(Data items)
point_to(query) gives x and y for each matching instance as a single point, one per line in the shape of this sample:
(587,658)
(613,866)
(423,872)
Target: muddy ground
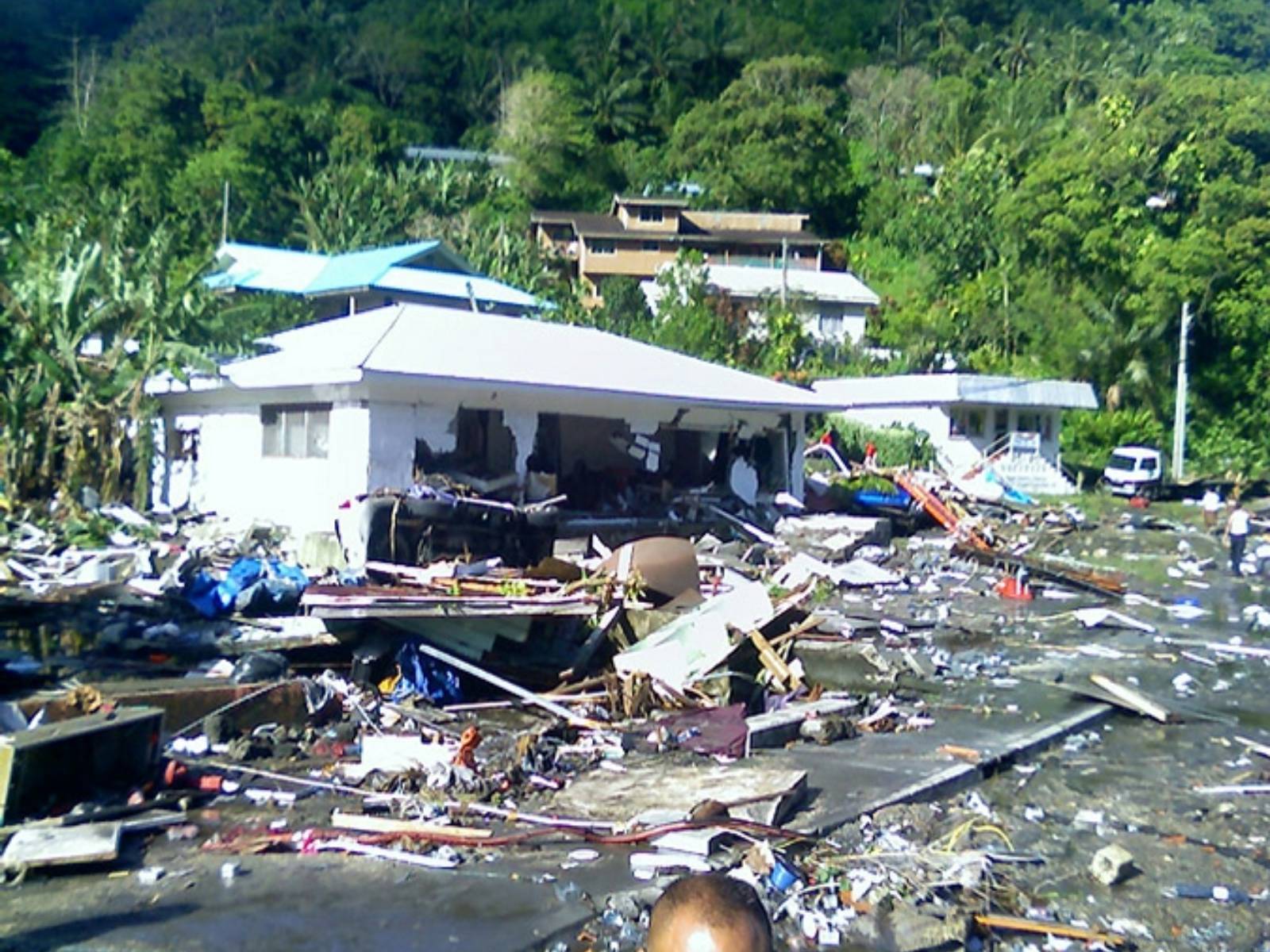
(1128,781)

Exercise prompt:
Rewrite all the entries above, requests included, with each point coordinate in the answers multiplied by 1.75 and rounded to the nearest whole number, halves rounded up; keep the numbers in the requests and their sample lines unchanged, and leave the pictures out.

Exercise answer:
point_to(query) gives x and y for each matching instance as a single point, one per line in the shape of this sample:
(587,658)
(613,866)
(423,872)
Target: muddy ground
(1974,1367)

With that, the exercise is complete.